== DIRECTIONS ==
Reproduce the rows from the line containing "Extract white sneaker from the image above." through the line containing "444 347 480 387", inclusive, swapping "man's ear" for "man's earlobe" and leaving everything else unchanged.

Start of ENTRIES SUPPLIED

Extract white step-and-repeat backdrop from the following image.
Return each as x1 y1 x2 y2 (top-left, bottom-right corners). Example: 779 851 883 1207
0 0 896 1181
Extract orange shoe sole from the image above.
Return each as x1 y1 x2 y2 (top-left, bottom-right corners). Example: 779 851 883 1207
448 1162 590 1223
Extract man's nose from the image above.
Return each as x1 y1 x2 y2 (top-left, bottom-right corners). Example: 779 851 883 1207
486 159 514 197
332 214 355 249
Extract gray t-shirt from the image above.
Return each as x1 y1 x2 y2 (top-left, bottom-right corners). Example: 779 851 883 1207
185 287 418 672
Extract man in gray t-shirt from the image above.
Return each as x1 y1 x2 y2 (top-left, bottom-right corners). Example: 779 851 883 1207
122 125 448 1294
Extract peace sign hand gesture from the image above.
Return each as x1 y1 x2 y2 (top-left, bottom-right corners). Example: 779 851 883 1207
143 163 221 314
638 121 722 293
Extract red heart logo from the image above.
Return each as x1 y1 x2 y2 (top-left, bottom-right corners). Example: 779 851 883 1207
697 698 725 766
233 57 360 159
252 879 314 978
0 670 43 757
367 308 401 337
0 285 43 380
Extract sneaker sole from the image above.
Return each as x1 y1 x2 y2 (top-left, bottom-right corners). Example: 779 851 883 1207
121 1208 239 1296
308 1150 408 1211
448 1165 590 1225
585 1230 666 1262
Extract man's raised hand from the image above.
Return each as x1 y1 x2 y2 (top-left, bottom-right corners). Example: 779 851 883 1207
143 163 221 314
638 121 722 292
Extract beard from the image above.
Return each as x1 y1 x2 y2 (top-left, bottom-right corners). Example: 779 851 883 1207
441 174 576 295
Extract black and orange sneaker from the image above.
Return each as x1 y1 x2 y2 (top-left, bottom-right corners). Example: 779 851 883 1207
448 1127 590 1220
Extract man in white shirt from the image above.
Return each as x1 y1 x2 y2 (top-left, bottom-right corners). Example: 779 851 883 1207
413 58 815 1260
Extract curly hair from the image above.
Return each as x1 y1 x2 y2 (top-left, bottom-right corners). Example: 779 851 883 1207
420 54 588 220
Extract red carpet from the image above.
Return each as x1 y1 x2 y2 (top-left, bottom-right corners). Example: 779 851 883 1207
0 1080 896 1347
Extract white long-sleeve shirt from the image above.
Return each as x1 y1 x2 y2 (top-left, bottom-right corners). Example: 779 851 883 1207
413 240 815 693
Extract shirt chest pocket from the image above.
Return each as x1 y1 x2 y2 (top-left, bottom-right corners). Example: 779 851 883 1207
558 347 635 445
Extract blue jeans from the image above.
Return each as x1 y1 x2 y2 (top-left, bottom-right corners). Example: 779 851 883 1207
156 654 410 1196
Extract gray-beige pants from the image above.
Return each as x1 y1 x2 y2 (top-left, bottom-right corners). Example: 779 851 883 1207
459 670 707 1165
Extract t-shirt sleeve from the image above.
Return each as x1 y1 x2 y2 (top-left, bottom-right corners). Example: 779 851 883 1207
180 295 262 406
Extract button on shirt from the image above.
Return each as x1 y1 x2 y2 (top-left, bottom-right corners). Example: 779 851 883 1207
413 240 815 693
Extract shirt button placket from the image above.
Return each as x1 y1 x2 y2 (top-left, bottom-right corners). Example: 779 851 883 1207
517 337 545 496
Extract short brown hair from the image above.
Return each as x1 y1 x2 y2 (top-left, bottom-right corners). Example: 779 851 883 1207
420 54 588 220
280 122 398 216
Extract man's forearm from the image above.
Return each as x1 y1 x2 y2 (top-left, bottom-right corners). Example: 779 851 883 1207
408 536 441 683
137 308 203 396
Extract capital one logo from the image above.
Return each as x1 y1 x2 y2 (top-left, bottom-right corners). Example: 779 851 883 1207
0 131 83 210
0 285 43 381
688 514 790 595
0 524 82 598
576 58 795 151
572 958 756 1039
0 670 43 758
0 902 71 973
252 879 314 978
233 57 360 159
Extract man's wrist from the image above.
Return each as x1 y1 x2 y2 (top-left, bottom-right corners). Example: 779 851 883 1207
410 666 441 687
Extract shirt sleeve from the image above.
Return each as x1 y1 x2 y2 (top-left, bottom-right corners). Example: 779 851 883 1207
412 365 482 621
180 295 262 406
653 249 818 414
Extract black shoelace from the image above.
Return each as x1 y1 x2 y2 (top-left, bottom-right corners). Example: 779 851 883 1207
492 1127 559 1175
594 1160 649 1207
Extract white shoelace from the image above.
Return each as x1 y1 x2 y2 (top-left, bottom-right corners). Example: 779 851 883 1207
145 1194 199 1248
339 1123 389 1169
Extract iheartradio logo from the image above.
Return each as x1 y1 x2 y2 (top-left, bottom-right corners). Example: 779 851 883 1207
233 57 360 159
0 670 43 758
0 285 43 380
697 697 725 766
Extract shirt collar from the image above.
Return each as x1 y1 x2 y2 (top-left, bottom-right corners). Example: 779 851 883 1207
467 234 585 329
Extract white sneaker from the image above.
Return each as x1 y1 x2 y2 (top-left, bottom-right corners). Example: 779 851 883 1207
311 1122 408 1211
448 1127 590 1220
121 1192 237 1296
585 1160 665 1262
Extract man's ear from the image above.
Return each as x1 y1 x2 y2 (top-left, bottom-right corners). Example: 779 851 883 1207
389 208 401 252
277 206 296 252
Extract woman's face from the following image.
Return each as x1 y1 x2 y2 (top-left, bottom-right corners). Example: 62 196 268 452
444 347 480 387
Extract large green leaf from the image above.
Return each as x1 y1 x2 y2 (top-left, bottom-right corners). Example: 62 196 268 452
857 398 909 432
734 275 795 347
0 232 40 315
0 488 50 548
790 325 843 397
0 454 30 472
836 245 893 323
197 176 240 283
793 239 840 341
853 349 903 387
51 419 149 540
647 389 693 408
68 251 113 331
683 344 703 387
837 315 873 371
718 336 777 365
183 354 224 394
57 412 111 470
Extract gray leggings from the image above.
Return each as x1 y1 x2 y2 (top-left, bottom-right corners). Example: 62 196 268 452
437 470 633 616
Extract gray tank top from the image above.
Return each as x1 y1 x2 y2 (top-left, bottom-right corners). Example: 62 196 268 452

End of ENTRIES SUPPLIED

== RESULT OF THE EXERCISE ==
Extract white sneaker from the image above.
Return each as x1 y1 x2 y2 (top-left, bottom-right corners). Example: 779 851 883 1207
311 1122 408 1211
448 1127 590 1220
121 1192 237 1296
585 1160 665 1262
Extract man's earlobe from the image above.
Return each as x1 y1 x2 y2 (top-left, bottom-right corners). Example: 779 851 883 1207
389 208 401 252
277 206 296 252
Extract woman's face from the following image.
Return each as x1 y1 x2 y2 (top-left, bottom-right corners). Example: 62 196 268 452
444 347 480 387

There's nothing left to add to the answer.